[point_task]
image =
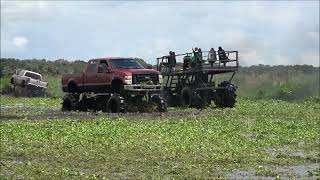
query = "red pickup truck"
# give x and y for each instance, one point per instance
(125, 78)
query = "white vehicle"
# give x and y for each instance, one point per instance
(25, 78)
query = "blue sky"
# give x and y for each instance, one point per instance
(264, 32)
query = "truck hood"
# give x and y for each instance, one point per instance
(137, 71)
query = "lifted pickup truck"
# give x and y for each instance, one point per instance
(114, 85)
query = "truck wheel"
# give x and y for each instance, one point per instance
(69, 103)
(225, 97)
(72, 87)
(198, 101)
(23, 84)
(116, 104)
(160, 102)
(186, 97)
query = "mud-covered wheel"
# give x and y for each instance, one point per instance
(116, 104)
(186, 97)
(225, 97)
(160, 103)
(198, 101)
(69, 103)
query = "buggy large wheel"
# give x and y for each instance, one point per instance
(69, 103)
(186, 97)
(225, 97)
(160, 102)
(116, 104)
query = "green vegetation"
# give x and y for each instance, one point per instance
(257, 134)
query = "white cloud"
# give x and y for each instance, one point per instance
(20, 41)
(280, 60)
(313, 35)
(310, 58)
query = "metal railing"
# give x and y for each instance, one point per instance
(230, 60)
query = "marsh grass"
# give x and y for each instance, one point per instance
(254, 134)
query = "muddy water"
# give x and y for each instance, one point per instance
(283, 172)
(30, 113)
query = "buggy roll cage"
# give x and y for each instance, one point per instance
(229, 63)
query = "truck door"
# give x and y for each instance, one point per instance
(91, 76)
(104, 75)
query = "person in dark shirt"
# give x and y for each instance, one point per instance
(222, 56)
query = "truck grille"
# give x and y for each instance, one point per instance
(145, 78)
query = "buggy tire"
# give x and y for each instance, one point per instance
(225, 97)
(160, 102)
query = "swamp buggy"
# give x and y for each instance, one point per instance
(189, 78)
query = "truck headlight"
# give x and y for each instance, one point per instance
(160, 79)
(128, 79)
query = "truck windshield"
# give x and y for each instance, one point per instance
(33, 76)
(125, 64)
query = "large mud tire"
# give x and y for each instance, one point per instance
(116, 104)
(186, 97)
(198, 101)
(69, 103)
(160, 103)
(225, 97)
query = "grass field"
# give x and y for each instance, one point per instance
(260, 138)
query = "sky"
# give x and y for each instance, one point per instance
(264, 32)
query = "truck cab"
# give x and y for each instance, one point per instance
(113, 75)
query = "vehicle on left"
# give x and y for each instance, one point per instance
(28, 83)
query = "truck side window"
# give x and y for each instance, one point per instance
(102, 68)
(92, 67)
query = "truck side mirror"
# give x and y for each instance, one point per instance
(100, 69)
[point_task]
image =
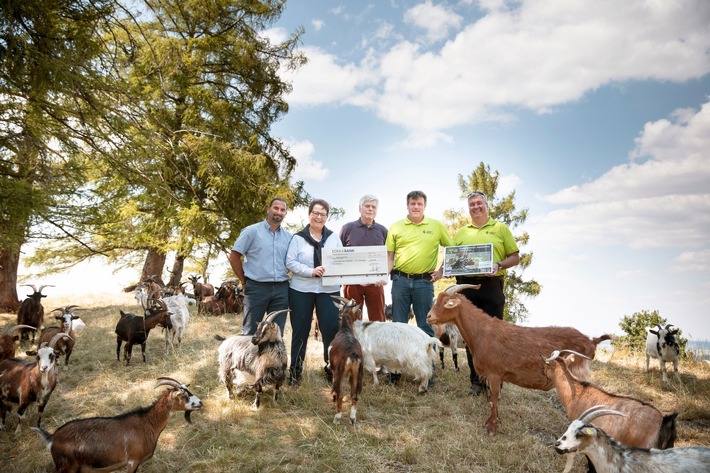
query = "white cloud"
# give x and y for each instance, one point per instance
(436, 20)
(565, 48)
(307, 167)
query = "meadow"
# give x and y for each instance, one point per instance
(398, 429)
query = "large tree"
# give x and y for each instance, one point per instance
(501, 209)
(49, 91)
(189, 159)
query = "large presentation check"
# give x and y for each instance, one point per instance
(355, 265)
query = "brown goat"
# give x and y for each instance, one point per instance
(124, 441)
(345, 359)
(504, 352)
(8, 339)
(644, 426)
(31, 312)
(64, 346)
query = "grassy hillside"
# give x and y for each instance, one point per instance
(398, 430)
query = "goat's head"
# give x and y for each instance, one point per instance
(46, 354)
(580, 434)
(181, 397)
(268, 331)
(666, 335)
(37, 294)
(348, 309)
(447, 304)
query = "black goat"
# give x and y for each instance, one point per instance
(134, 330)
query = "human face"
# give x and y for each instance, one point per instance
(276, 212)
(477, 208)
(415, 209)
(368, 211)
(317, 217)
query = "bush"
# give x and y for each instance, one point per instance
(636, 327)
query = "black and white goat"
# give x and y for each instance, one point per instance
(124, 441)
(23, 383)
(345, 359)
(259, 360)
(662, 345)
(609, 456)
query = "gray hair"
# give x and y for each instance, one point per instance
(368, 198)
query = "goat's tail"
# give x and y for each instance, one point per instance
(45, 436)
(667, 433)
(598, 340)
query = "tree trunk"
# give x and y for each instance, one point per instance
(9, 261)
(176, 272)
(153, 266)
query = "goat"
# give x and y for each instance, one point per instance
(8, 338)
(259, 360)
(398, 347)
(23, 383)
(31, 311)
(201, 290)
(645, 426)
(661, 344)
(345, 359)
(134, 330)
(65, 346)
(609, 456)
(124, 441)
(504, 352)
(179, 318)
(449, 336)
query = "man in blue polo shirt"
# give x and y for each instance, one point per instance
(263, 272)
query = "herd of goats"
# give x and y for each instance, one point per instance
(627, 435)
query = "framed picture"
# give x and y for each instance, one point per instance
(468, 260)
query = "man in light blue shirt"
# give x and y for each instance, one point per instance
(263, 272)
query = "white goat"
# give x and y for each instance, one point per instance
(662, 345)
(399, 347)
(609, 456)
(179, 317)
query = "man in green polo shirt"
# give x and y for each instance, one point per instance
(412, 253)
(490, 297)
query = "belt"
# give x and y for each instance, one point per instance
(426, 276)
(266, 282)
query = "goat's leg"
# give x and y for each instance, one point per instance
(494, 391)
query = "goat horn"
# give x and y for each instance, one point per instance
(166, 381)
(451, 290)
(57, 337)
(597, 411)
(12, 330)
(270, 318)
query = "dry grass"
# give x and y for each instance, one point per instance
(398, 430)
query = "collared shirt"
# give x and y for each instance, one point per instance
(416, 245)
(492, 231)
(356, 233)
(264, 252)
(299, 259)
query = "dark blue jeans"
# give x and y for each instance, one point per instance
(302, 306)
(419, 293)
(261, 298)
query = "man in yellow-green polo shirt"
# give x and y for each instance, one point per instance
(412, 253)
(490, 297)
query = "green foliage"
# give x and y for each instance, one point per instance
(636, 328)
(501, 209)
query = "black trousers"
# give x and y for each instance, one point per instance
(491, 300)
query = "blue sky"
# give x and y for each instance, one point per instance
(597, 114)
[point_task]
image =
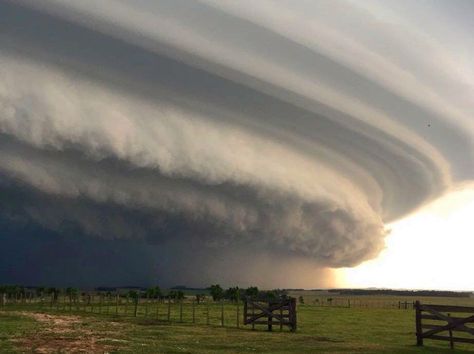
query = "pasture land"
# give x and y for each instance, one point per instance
(321, 329)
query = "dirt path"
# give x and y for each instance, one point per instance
(70, 334)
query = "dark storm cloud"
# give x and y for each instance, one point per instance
(148, 125)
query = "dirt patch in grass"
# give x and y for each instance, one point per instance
(68, 334)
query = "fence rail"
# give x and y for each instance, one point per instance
(442, 324)
(216, 313)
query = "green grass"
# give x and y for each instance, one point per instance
(14, 327)
(320, 330)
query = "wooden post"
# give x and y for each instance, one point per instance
(169, 309)
(117, 299)
(451, 342)
(281, 318)
(419, 337)
(292, 306)
(146, 305)
(245, 311)
(135, 310)
(100, 303)
(270, 318)
(238, 314)
(222, 313)
(253, 315)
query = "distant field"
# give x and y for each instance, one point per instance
(321, 329)
(320, 298)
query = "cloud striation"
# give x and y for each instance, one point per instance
(224, 136)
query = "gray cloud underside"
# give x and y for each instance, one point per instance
(262, 143)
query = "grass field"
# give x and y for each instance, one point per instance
(320, 330)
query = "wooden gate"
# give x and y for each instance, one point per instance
(280, 312)
(428, 318)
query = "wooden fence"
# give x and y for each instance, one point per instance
(436, 322)
(280, 312)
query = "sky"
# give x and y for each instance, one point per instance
(276, 143)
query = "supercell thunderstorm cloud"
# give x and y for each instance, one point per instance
(193, 141)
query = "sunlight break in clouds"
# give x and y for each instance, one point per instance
(244, 130)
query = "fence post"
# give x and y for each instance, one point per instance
(135, 310)
(451, 342)
(253, 315)
(270, 318)
(419, 336)
(169, 309)
(281, 317)
(222, 313)
(238, 314)
(117, 299)
(146, 305)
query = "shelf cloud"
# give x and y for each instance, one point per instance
(225, 136)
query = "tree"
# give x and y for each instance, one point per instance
(232, 294)
(176, 295)
(200, 297)
(154, 293)
(216, 292)
(252, 292)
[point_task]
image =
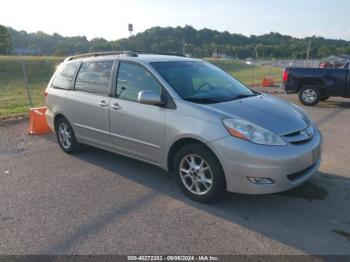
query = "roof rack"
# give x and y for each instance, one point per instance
(127, 53)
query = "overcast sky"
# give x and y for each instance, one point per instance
(109, 18)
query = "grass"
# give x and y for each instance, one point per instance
(244, 72)
(13, 95)
(14, 99)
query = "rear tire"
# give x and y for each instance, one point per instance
(66, 137)
(310, 95)
(199, 173)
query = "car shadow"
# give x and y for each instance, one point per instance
(333, 104)
(307, 209)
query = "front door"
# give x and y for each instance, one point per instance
(90, 107)
(136, 129)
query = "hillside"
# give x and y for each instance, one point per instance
(198, 43)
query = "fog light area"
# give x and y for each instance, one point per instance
(260, 180)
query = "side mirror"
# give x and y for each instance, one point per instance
(149, 97)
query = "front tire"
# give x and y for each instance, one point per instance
(325, 98)
(199, 173)
(309, 95)
(66, 137)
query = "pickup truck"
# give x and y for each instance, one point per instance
(317, 84)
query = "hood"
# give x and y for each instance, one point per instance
(271, 113)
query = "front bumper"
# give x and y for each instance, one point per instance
(288, 166)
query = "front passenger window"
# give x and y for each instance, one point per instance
(132, 79)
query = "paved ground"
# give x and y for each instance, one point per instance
(99, 203)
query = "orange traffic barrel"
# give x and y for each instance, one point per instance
(37, 121)
(267, 81)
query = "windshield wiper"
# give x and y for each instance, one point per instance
(239, 97)
(202, 100)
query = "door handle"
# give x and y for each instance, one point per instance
(103, 103)
(116, 106)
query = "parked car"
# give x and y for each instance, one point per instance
(317, 84)
(185, 116)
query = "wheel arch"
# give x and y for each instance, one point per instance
(179, 143)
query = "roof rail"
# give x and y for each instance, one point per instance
(158, 53)
(127, 53)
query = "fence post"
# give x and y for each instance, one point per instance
(26, 85)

EXERCISE BRIEF
Please locate every line in the rows above that contains the word "white" and copy those lines.

FINISHED EXERCISE
query = "white vehicle"
query = "white cloud"
query = "white cloud"
query = "black and white goat"
query = "white goat"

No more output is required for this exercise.